__THE TASK__:
Copy the listing below line for line, keeping every character unchanged.

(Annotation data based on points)
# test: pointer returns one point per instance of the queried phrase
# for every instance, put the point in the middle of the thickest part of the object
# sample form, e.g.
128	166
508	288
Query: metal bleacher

__SOLUTION TO THIS PROBLEM__:
# test: pointer returns one point per instance of the queried phrase
# for every instance, put the point in the middle of the thickest part of the object
# sample form, e.g.
128	166
508	288
Query: metal bleacher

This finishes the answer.